Your task | Copy out the entries that follow. Leave none out.

Given records |
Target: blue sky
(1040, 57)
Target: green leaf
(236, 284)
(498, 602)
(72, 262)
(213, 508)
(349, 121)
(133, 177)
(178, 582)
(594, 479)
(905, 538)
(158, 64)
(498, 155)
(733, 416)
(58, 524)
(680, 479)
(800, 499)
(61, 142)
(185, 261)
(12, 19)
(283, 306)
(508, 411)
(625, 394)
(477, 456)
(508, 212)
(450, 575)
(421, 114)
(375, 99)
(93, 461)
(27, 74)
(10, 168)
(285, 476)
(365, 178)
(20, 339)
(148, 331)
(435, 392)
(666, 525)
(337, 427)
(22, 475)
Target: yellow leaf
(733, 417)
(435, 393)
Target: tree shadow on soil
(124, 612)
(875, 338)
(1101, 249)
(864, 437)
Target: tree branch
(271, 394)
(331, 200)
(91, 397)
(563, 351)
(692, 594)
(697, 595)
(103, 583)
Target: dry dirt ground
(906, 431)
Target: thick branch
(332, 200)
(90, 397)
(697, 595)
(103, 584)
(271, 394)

Answer section |
Target: blue sky
(1040, 57)
Target: green leaf
(236, 284)
(498, 602)
(72, 262)
(213, 508)
(349, 121)
(133, 177)
(178, 582)
(594, 479)
(905, 538)
(158, 64)
(498, 155)
(733, 416)
(58, 524)
(680, 479)
(800, 499)
(61, 142)
(185, 261)
(12, 19)
(283, 306)
(508, 411)
(625, 394)
(477, 456)
(508, 212)
(450, 575)
(421, 114)
(375, 99)
(93, 461)
(27, 74)
(10, 168)
(285, 476)
(365, 178)
(20, 339)
(148, 331)
(435, 392)
(666, 525)
(337, 427)
(22, 475)
Target: yellow leaf
(733, 417)
(435, 393)
Target: tree shadow on soil
(124, 612)
(875, 338)
(1101, 249)
(864, 437)
Target: tree branch
(271, 394)
(331, 200)
(91, 397)
(563, 351)
(692, 594)
(697, 595)
(103, 583)
Target: dry dirt ground
(906, 431)
Target: thick branch
(332, 200)
(90, 397)
(697, 595)
(103, 584)
(271, 394)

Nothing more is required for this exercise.